## PROVIDED DATA
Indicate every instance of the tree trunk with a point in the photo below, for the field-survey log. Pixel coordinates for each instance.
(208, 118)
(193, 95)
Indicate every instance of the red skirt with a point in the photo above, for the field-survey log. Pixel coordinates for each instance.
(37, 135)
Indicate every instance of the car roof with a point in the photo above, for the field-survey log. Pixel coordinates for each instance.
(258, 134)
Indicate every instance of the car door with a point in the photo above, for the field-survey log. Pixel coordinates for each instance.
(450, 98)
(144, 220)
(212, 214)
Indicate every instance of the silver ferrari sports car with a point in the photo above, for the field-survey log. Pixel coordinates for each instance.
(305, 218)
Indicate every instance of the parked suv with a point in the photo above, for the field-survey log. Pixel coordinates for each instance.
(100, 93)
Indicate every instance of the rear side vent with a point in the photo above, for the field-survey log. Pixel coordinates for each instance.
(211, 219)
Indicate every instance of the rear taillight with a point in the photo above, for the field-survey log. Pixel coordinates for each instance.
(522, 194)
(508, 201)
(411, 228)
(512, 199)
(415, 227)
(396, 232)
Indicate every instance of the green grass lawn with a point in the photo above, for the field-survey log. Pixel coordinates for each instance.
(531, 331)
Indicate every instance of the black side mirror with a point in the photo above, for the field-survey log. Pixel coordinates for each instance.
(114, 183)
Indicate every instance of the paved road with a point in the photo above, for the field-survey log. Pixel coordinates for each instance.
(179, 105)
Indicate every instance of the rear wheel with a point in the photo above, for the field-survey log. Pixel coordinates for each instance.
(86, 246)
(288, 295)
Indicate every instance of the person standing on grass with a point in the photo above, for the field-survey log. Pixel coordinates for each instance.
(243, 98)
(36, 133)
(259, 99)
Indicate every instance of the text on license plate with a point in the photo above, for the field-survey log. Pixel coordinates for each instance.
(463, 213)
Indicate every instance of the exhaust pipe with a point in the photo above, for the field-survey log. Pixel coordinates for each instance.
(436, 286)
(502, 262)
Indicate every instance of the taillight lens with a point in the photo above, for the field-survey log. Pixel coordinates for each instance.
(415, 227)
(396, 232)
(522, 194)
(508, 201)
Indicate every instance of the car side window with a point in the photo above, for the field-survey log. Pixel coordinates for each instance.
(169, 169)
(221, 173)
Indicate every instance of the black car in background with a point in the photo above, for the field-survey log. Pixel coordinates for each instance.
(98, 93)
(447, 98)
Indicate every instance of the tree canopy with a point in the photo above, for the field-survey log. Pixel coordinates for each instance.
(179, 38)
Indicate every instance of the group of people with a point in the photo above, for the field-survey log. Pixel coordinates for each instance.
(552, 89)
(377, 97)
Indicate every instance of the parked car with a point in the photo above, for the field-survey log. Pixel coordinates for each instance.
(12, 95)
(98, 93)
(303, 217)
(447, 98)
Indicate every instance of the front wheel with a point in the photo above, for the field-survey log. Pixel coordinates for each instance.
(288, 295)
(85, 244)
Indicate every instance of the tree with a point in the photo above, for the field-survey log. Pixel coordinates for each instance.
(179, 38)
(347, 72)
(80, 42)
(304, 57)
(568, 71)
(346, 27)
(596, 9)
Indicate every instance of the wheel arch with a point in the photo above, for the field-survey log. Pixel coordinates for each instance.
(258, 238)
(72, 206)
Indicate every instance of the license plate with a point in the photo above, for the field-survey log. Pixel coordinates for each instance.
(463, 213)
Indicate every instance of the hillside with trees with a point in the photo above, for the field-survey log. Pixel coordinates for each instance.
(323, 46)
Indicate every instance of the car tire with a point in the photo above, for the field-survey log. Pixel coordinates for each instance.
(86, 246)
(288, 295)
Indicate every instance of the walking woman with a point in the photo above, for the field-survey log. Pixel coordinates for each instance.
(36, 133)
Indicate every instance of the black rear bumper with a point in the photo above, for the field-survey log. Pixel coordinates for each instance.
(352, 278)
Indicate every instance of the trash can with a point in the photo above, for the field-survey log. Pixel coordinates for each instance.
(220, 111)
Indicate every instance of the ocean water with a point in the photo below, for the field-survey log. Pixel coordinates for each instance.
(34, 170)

## GOAL
Please quote the data above in full, with no line missing.

## COMPLETE ANSWER
Indicate every instance of the tree trunk with a point in the photo below, for the field-survey log. Pixel coordinates for each instance.
(208, 118)
(193, 95)
Indicate every instance of the red skirt with a point in the photo above, for the field-survey log. Pixel coordinates for each instance.
(37, 135)
Indicate every instance of the car roof with a point in the photo above, for the field-survey log. Pixel coordinates for each instance.
(258, 134)
Indicate every instance of the car door with a point in the photo above, for the field-survey log. Pixel coordinates for each instance.
(450, 98)
(144, 220)
(212, 214)
Indicate every instance of the silver ferrari sports car with a point in the photo above, for the field-survey log. Pixel coordinates for each instance.
(305, 218)
Indicate every instance of the parked suv with a point in the photo above, for the field-survey log. Pixel coordinates for each instance.
(100, 93)
Indicate every instance of the rear side vent with a point in the photo above, for the field-survey log. Pixel coordinates for each instance.
(211, 219)
Indicate every instance of the rear taillight with a point in the photo above, for the field-survey log. Pixel coordinates for each instance.
(522, 194)
(508, 201)
(411, 228)
(512, 199)
(415, 227)
(396, 232)
Indicate every instance of the green grass lawn with a point in the photo above, for the field-survey log. Pixel coordinates for each instance.
(531, 331)
Indicate every instance of the black side mirror with a point in the photo above, for the field-survey log. Pixel coordinates for each instance.
(114, 183)
Indicate every instance of the paved road with a point in the photo above, for the field-survey log. Pixel coordinates for each instance.
(179, 105)
Indicate every instance of the rear wheel with a point in the photo above, for the field-survey log. Pixel coordinates for each instance.
(86, 246)
(288, 295)
Indicate every instance of the person standing on grass with a point in the photo above, for the field-survey log. Pixel coordinates for each instance.
(243, 98)
(36, 133)
(259, 99)
Indicate every instance of the text on license plate with a point in the photo above, for the field-survey log. Pixel coordinates for each instance.
(463, 213)
Indicate every instance of the exhaust pipe with a point in the photo above, for the field-survey log. Pixel coordinates for each instance.
(436, 286)
(502, 262)
Indicate every instance of the taillight lens with a point in the photo above, for the field-survey log. Pixel coordinates for each instance.
(415, 227)
(396, 232)
(522, 194)
(508, 201)
Indicate every instance of the car side window with a point in the photo above, for the field-survey log. Pixel coordinates for each instance.
(169, 169)
(221, 173)
Indicate every instance of the black car in background with a point in the photo above, for the field-survey log. Pixel coordinates for each instance.
(98, 93)
(447, 98)
Indicate every instance of the tree canopy with a point in the photo above, for the field-survey log. Pixel coordinates for each instance.
(179, 38)
Indicate every instance of the group of people with a point in the photo above, for the field-survey log. Pixel coordinates for each instance.
(552, 89)
(377, 97)
Indicate every instance of the parked car with a point in the photo above, for the field-survey log. Pixel coordinates for each instance.
(12, 95)
(98, 93)
(303, 217)
(447, 98)
Indicate every instance of the front wheel with a point in the photo above, for the field-survey log. Pixel coordinates for each instance.
(288, 295)
(85, 244)
Indicate every instance of the tree with a point in the photo above, for the field-survey log. Pixel coordinates for each instance.
(179, 38)
(347, 72)
(80, 42)
(304, 57)
(568, 71)
(346, 27)
(596, 9)
Indicate every instance of the wheel arch with a point in the photo above, for the field-survey log. Pixel coordinates for each instance.
(258, 238)
(72, 206)
Indicate every instance of the license plate with a point in the photo above, for the field-survey log. Pixel coordinates for each instance.
(463, 213)
Indicate every instance of the hillside with trees with a point in the photo above, for the field-survey log. Pixel coordinates for each instance.
(323, 46)
Indicate every instance of the car tire with a point in the photo above, for the field-survey log. Pixel coordinates for each instance.
(86, 246)
(288, 295)
Indicate every instance of the walking woman with a point in the photo above, for the field-survey log. Pixel coordinates for each instance.
(36, 133)
Indicate every instance of the black rear bumper with a point in the photo above, for the field-survey log. Pixel coordinates for each instance.
(352, 278)
Indicate every instance of the trash can with a point in the photo above, for the field-survey log. Pixel coordinates for each instance.
(220, 111)
Indicate every instance of the ocean water with a point in the photo below, for the field-survey log. Pixel coordinates for each instance.
(34, 170)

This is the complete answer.